* Items from a dataset *
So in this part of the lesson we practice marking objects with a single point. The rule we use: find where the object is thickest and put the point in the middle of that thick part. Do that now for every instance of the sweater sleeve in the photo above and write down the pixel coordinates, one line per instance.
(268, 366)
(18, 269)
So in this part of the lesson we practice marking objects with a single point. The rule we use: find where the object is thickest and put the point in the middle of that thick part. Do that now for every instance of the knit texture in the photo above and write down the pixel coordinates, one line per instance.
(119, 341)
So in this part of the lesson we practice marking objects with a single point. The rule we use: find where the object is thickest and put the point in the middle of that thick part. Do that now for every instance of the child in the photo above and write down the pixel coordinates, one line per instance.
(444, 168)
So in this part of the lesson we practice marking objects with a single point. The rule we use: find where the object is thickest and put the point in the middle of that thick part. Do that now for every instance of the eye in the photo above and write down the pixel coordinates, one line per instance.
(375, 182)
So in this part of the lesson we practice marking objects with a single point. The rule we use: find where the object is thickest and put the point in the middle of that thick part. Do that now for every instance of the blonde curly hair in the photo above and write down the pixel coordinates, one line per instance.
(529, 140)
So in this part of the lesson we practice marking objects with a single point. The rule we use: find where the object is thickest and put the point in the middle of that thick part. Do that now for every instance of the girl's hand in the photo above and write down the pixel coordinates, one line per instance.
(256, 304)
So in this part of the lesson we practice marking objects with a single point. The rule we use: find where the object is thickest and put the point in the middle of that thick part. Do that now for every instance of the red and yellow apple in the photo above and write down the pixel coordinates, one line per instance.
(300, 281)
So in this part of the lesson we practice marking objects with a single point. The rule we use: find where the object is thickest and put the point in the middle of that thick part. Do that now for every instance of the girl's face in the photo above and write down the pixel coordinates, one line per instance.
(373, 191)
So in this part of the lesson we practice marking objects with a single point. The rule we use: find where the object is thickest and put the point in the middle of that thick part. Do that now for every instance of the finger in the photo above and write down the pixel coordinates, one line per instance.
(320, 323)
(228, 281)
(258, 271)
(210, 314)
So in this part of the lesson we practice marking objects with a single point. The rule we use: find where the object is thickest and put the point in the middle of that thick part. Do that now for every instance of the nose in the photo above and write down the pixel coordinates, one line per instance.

* Required action *
What you return should match every line above exactly.

* Result *
So in this part of the lesson we practice marking objects with a single point. The rule we use: find where the object is thickest and put the point in the middle of that thick part. Do that now for every instance of the sweater sleeve in the photo above and write down the pixel coordinates, one line per instance.
(268, 366)
(18, 269)
So in this part of the lesson we practice marking objects with a single point. The rule we use: find where the object is thickest and put the point in the middle of that thick part. Do that now for every instance of the knit texture in the photo above and write down the pixel coordinates, one line per instance.
(119, 341)
So in this part of the lesson we practice marking objects with a single point. The rule we use: find where the object is thickest and put the point in the middle of that thick part. Do that now for every instance of the child in the photo above and write down the pixel coordinates, one line per instance.
(444, 168)
So in this part of the lesson we practice marking objects with a single point. The rule we use: find where the object is thickest and put the point in the middle of that thick part. Do that now for every instance of the eye in the photo above and write down the pixel coordinates, one line per instance.
(375, 182)
So in this part of the lesson we practice marking objects with a single point. The rule we use: find where the object is thickest and put the point in the middle of that thick part. Do that now for every instance of the blonde curly hair in the photo above and write down the pixel coordinates, one line per instance.
(529, 140)
So in this part of the lesson we practice marking objects with a single point. The rule we use: find where the object is thickest and put the point in the middle of that thick part. Do that now for every instance of the girl's hand in the photo above and write down the pixel coordinates, one line per instance.
(256, 304)
So in this part of the lesson we practice marking objects with a single point. The rule we use: find where the object is thickest and put the point in the middle of that thick part. Do that now for every instance of the red and yellow apple in the photo above and write down the pixel coordinates, one line per instance.
(300, 281)
So in this part of the lesson we practice marking objects with a single point. The rule we use: find where the object is thickest and put the point in the middle of that thick part. Do that now for every instance of the girl's face in the photo above and write down the pixel coordinates, one line per instance.
(373, 191)
So in this part of the lesson we practice marking objects with a single point. The rule we use: find where the object is thickest and put the point in the middle of that thick part. Do that now for every instance of the finger in the photo above and write down the pixel coordinates, one line per instance.
(320, 323)
(228, 281)
(258, 271)
(210, 314)
So in this part of the lesson we practice marking objects with a single point. The rule we use: find where the object is thickest and put the point in the middle of that thick part. Do that now for every instance of the nose in the photo above and write down the pixel coordinates, one line per instance.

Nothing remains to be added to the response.